=== Supplied records ===

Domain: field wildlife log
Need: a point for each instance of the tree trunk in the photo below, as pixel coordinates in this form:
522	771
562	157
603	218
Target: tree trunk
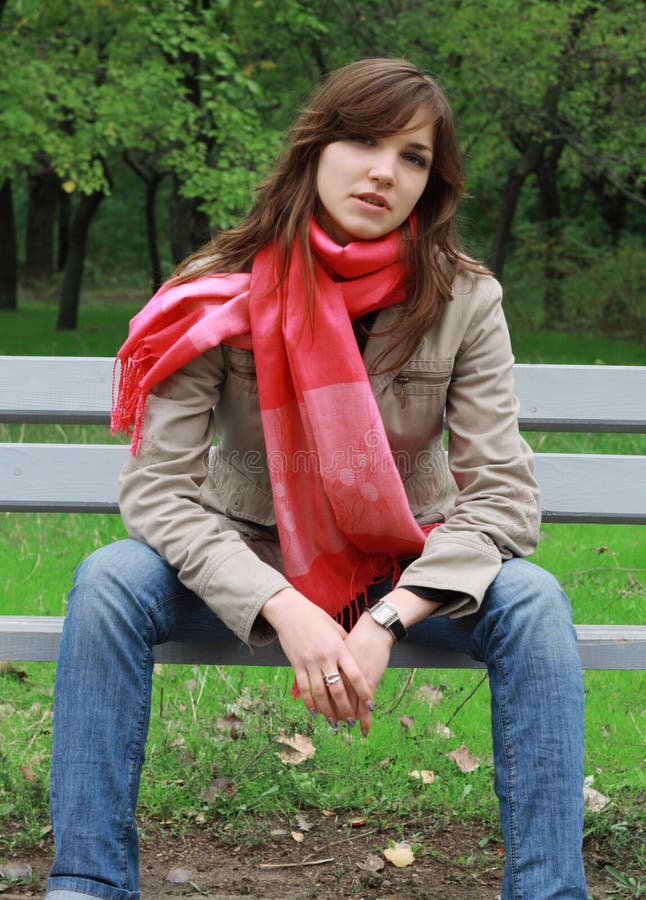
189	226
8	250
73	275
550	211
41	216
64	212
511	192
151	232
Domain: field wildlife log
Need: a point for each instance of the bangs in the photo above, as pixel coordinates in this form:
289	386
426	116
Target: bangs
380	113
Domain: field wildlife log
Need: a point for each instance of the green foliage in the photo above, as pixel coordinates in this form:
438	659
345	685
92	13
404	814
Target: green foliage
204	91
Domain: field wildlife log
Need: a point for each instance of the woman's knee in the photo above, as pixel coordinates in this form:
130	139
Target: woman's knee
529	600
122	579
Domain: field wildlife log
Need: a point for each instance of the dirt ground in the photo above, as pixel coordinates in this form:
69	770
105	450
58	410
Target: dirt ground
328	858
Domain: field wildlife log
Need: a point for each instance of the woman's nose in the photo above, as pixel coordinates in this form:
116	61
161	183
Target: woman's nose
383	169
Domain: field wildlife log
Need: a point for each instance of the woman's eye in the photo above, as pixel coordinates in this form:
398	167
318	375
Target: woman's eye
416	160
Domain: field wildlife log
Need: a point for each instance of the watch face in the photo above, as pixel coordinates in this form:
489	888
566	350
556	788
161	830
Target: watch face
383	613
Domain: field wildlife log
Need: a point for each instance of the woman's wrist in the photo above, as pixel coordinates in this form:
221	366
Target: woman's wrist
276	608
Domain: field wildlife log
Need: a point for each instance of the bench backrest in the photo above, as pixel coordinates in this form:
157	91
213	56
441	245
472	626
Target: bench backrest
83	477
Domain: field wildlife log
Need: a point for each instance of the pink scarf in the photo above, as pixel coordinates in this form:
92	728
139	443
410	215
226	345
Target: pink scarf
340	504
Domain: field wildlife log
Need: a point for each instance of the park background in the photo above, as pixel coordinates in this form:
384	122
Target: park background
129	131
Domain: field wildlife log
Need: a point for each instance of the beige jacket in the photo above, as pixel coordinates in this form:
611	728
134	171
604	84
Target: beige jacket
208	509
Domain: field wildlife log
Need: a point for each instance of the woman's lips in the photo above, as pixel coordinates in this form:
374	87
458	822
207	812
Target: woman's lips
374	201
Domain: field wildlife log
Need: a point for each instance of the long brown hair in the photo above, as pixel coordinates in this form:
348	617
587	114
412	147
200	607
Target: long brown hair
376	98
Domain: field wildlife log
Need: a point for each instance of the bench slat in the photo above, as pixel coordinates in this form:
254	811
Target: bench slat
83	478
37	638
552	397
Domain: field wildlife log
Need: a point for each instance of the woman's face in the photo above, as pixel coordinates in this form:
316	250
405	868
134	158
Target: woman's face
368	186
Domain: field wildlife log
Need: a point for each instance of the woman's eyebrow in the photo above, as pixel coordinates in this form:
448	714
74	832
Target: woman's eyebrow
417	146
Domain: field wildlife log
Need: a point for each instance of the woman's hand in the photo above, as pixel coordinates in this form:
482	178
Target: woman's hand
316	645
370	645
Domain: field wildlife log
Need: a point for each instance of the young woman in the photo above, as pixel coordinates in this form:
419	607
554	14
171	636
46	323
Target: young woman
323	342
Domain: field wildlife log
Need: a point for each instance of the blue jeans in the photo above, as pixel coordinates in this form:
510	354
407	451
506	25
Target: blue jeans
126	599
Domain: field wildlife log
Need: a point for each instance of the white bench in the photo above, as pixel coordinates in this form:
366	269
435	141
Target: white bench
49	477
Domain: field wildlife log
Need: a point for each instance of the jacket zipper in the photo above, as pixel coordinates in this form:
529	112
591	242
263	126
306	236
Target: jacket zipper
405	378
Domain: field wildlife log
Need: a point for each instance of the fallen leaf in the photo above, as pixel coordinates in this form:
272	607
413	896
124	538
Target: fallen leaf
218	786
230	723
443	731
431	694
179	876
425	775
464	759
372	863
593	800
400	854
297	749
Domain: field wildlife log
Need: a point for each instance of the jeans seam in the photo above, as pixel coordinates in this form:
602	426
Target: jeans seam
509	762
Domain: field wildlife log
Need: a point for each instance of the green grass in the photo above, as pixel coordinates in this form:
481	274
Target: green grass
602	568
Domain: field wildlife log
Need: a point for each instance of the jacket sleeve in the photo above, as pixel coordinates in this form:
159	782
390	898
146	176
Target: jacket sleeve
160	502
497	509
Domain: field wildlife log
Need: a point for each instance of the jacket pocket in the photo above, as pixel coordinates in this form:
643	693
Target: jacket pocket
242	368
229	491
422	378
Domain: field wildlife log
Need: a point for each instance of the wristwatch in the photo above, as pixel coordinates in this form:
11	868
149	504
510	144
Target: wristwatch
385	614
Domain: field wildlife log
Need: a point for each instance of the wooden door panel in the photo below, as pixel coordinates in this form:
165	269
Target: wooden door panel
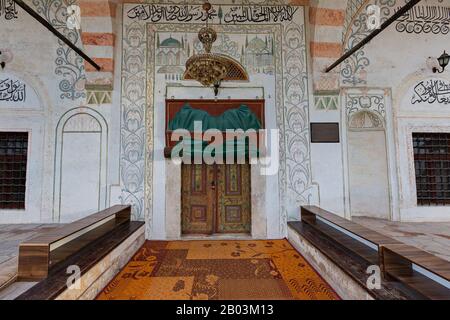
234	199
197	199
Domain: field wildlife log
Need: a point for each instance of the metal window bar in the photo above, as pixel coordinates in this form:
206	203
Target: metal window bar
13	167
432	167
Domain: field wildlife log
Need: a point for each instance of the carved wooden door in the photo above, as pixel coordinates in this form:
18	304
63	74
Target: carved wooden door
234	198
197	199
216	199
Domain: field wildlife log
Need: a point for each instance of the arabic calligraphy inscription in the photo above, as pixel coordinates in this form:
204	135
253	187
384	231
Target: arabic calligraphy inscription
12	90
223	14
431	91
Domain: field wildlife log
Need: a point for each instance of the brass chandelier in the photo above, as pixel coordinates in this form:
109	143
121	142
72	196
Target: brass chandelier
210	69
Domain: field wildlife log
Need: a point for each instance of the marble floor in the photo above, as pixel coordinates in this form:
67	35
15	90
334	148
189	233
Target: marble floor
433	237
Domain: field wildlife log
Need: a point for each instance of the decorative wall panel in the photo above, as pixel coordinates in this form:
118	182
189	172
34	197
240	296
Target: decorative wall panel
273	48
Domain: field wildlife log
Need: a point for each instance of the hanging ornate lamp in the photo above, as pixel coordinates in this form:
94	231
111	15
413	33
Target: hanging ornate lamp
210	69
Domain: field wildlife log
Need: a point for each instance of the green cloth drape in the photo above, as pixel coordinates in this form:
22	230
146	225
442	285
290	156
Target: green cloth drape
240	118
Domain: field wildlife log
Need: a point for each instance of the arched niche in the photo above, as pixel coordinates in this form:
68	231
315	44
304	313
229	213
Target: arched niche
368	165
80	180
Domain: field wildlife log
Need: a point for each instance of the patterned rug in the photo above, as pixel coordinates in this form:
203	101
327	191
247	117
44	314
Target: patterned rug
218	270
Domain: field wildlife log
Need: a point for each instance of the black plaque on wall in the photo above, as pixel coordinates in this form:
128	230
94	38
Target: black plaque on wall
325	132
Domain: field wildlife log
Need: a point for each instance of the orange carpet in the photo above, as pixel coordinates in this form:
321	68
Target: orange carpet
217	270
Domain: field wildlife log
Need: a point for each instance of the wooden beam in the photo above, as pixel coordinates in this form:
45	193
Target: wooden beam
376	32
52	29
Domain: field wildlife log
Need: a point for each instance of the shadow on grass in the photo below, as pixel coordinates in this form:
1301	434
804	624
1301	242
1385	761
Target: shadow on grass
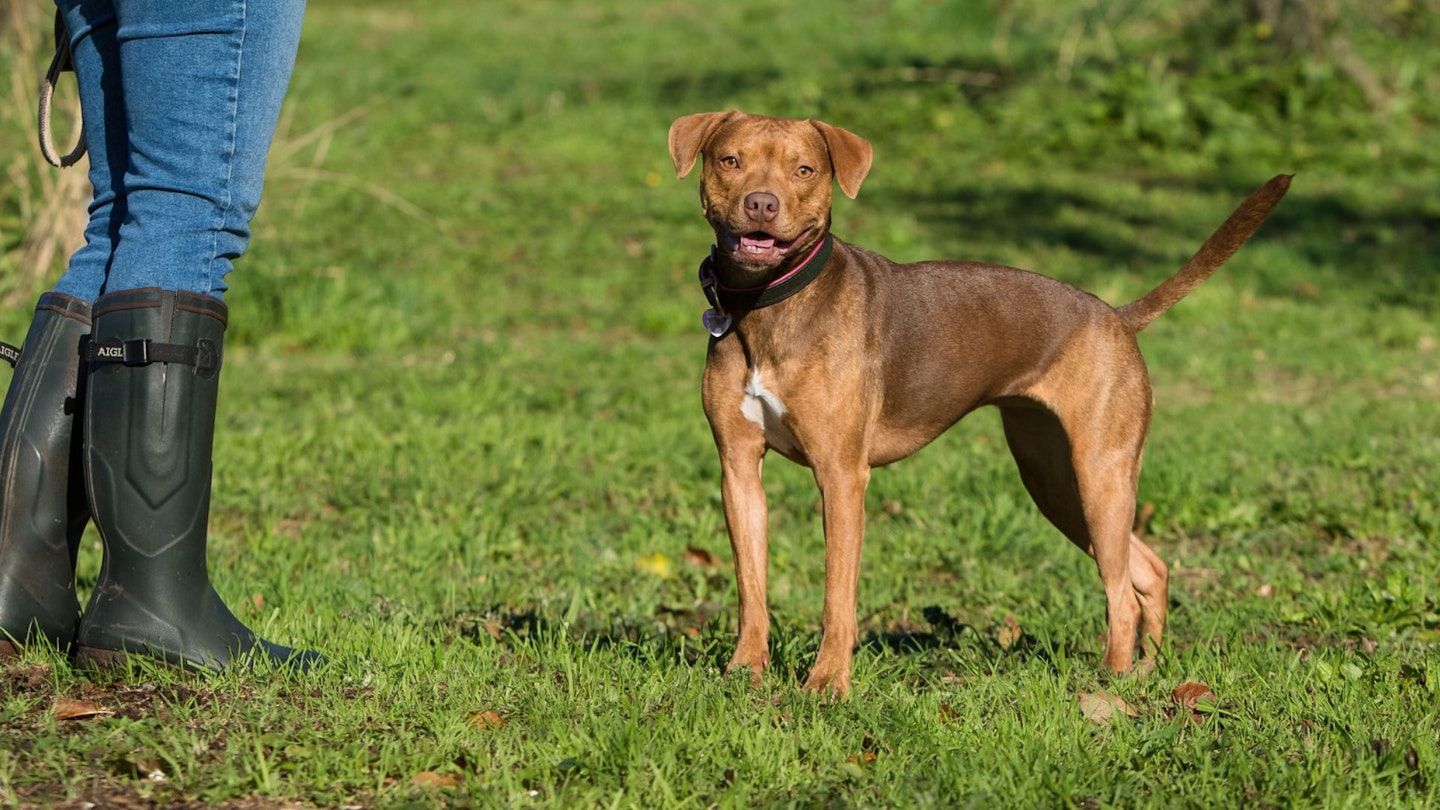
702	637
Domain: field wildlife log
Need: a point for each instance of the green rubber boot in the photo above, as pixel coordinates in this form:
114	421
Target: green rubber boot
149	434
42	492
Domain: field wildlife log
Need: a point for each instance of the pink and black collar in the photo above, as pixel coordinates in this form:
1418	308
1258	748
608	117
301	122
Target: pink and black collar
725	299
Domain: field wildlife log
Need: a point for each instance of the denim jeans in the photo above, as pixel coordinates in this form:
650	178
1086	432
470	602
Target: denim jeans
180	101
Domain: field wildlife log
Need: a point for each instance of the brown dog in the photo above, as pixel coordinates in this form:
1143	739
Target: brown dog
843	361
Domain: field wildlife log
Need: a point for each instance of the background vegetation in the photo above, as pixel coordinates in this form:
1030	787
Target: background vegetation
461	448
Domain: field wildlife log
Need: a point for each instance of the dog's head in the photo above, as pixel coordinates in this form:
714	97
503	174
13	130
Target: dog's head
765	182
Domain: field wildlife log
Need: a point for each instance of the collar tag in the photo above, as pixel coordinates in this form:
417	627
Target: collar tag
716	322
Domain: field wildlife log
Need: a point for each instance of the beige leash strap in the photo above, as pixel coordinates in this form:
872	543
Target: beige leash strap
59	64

=== Set problem ===
Extract every line of the records above that contains the word "eyebrow", and copy each one in full.

=== Solution for this task ===
Need: a point for each instance of the woman's eyebrow in the photo above, as pixel coordinates in this form:
Target: woman's eyebrow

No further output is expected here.